▶ _Selected passage_:
Dallas Mayor Annette Strauss escorts Queen Elizabeth II at the Morton H. Meyerson Symphony Center in Dallas in May 1991
Dallas Mayor Annette Strauss escorts Queen Elizabeth II at the Morton H. Meyerson Symphony Center in Dallas in May 1991 Fort Worth Star-Telegram Collection/UT Arlington Special Collections

The royal couple will travel to San Antonio and Dallas today on their second of three days in the Lone Star State.

Texas lived up to its bigger, better image for the royal couple.

The crowds that greeted them at the Capitol were bigger than any so far in their nine-day U.S. tour, according to royal staff members. They also received a 21-gun salute so loud that it drove pigeons from the rafters of the granite Capitol.

“The guns in the 21-gun salute . . . had a louder boom than that heard elsewhere, so there was a particular Texan quality to that part of the welcome,” said a Buckingham Palace spokesman.

House Speaker Gib Lewis gave the queen six pairs of Justin Ropers, courtesy of the Fort Worth boot-maker, to take home to her six grandchildren.

“I’d hate for you to come to this country and not bring back boots for them to wear,” said Lewis, D-Fort Worth.

And right before a rendition of God Save the Queen, the University of Texas Longhorn band played The Eyes of Texas.

It was a day of gifts to the royal couple, who received everything from jalapeno jelly to glass sculptures in the shape of stars.

Presented with a commemorative T-shirt and a silicon wafer at Sematech, the prince said: “These are two of the things I’ve been longing for.”

Earlier in the day, the queen stopped in Tampa, Fla., to bestow an honorary knighthood upon the United States’ closest thing to royalty: superstar Gen. H. Norman Schwarzkopf, who commanded the Allied forces in the war against Iraq.

Arriving in Texas by Concorde, Queen Elizabeth briefly spoke to a joint session of the Legislature and attended a reception with state officials and political supporters at the Governor’s Mansion. She attended another reception with Texas reporters and a dinner at the LBJ Library with Lady Bird Johnson, H. Ross Perot, state officials and others.

Many of the British media opted for a night at an Austin honky-tonk, the Broken Spoke.

Texas is the 12th U.S. state the queen has visited. Official palace spokesmen said she wanted to tour Texas because of its international importance and because of the ties that bind Texas to Great Britain. The queen and Prince Philip were received warmly; only one large Irish flag waved in the breeze.

▶ _Supplied material_:
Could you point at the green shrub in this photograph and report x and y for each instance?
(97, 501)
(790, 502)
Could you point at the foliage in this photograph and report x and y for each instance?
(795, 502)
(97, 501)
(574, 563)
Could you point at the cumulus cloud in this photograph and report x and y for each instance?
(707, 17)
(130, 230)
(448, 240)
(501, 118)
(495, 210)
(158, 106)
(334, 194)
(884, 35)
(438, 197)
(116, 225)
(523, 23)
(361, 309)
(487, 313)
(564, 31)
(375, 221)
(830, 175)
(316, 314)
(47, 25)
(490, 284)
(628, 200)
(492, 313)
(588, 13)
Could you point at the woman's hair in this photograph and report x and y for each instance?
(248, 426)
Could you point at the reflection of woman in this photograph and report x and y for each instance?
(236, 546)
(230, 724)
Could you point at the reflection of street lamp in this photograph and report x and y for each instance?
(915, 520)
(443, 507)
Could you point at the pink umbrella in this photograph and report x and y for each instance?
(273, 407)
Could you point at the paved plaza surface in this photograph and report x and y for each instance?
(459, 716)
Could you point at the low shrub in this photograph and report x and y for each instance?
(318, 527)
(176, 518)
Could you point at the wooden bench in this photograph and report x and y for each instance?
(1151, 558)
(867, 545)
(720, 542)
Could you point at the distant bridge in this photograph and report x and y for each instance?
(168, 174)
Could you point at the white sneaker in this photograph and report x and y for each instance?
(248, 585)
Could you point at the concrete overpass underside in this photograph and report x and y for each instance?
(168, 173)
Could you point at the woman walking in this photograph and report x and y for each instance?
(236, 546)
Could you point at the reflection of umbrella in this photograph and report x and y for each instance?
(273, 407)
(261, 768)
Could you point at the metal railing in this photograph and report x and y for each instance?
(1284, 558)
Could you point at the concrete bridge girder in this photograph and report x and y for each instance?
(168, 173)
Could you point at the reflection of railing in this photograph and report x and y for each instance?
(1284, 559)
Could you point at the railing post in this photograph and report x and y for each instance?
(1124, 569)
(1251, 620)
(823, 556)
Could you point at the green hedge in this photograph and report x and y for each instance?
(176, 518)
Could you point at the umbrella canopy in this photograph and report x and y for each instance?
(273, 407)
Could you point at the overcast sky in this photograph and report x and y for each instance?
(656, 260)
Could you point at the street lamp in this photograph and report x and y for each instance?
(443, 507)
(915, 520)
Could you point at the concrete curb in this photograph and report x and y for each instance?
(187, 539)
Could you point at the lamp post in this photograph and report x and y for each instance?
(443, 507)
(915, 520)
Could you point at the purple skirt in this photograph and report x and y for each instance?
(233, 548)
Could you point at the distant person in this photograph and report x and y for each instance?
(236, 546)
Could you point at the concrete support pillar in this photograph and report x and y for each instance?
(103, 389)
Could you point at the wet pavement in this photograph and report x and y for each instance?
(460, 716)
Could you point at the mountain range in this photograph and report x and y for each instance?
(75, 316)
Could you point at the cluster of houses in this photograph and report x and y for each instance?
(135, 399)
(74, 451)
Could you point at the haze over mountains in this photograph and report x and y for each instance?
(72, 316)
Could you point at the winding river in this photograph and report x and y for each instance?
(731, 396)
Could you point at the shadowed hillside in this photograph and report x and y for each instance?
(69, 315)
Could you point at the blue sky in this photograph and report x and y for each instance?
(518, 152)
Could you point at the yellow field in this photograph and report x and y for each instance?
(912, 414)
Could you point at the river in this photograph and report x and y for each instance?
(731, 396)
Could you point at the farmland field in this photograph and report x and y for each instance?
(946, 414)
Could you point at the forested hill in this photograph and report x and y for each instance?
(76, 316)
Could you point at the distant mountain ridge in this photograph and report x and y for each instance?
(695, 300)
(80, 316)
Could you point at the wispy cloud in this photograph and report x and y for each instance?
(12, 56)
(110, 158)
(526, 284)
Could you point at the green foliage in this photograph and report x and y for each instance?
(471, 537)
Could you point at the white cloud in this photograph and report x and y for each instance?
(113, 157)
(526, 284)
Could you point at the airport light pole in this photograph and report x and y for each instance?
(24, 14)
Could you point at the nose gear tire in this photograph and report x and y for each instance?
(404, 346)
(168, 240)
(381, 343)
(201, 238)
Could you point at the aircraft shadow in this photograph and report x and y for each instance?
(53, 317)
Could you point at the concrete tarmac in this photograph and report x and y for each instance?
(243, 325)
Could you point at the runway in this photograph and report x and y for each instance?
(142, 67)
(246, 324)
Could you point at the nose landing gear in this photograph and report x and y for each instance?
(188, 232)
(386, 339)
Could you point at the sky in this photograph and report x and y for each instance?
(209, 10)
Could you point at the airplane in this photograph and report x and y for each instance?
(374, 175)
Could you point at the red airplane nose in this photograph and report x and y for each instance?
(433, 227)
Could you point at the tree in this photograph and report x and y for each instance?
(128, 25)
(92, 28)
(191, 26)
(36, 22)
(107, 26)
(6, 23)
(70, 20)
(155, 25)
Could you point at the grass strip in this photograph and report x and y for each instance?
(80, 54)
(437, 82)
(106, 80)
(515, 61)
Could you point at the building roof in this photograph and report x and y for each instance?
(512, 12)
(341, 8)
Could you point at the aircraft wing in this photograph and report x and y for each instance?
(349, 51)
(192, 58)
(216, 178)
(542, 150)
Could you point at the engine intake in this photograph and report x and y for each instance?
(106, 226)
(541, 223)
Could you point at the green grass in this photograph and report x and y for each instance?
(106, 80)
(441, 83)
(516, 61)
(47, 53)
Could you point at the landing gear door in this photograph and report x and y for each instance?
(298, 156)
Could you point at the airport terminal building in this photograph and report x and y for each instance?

▶ _To do_:
• 1. In the article about the queen's Texas visit, what did House Speaker Gib Lewis give the queen?
• 2. Repeat the part of the article about the queen's Texas visit from "Earlier in the" up to and including "war against Iraq.".
• 3. Carry on the article about the queen's Texas visit from the point where it stops.

▶ _Results_:
• 1. Six pairs of Justin Ropers for her six grandchildren.

• 2.
Earlier in the day, the queen stopped in Tampa, Fla., to bestow an honorary knighthood upon the United States’ closest thing to royalty: superstar Gen. H. Norman Schwarzkopf, who commanded the Allied forces in the war against Iraq.

• 3.
In her longest public remarks of the day, Queen Elizabeth spoke on the Capitol steps of her nation’s long ties with Texas.

“One hundred and fifty years ago the British consul in Texas reported to our foreign office that “Texans are rough and wild, but their consistency and courage are admirable,’ “ the queen said. “I have only just arrived here but I know well that Texas has had an exceptionally colorful history. Quite a number of the principal characters in it had their origin in the old country.

“Some of the heroes of the Alamo were migrants from Britain, as were many of the people who settled your land.”

Gov. Ann Richards, who required cold medication so that she could speak, also told of shared bonds. Great Britain was one of the first European nations to recognize the fledgling Republic of Texas 151 years ago.

“Texans have shared many concerns with Great Britain and fought alongside her valiant troops from World War I through the recent conflict in the Middle East,” Richards said.

The microphones were low enough that the diminutive monarch was not hidden, as she was on her arrival in Washington last week. The queen’s hat of the day was a yellow braided crown that had no top.

Richards wore no hat; she also wore no gloves. And when the queen turned to the outdoor crowd and offered her delicate, queenly wave, Richards delivered a more robust, Texas howdy kind of salute.

Richards’ granddaughter Lily Adams, 4, had one of the choicest jobs, presenting the queen with her favorite peonies in the Capitol rotunda.

Asked what the queen told her on this most memorable day, Lily said: “I can’t remember.”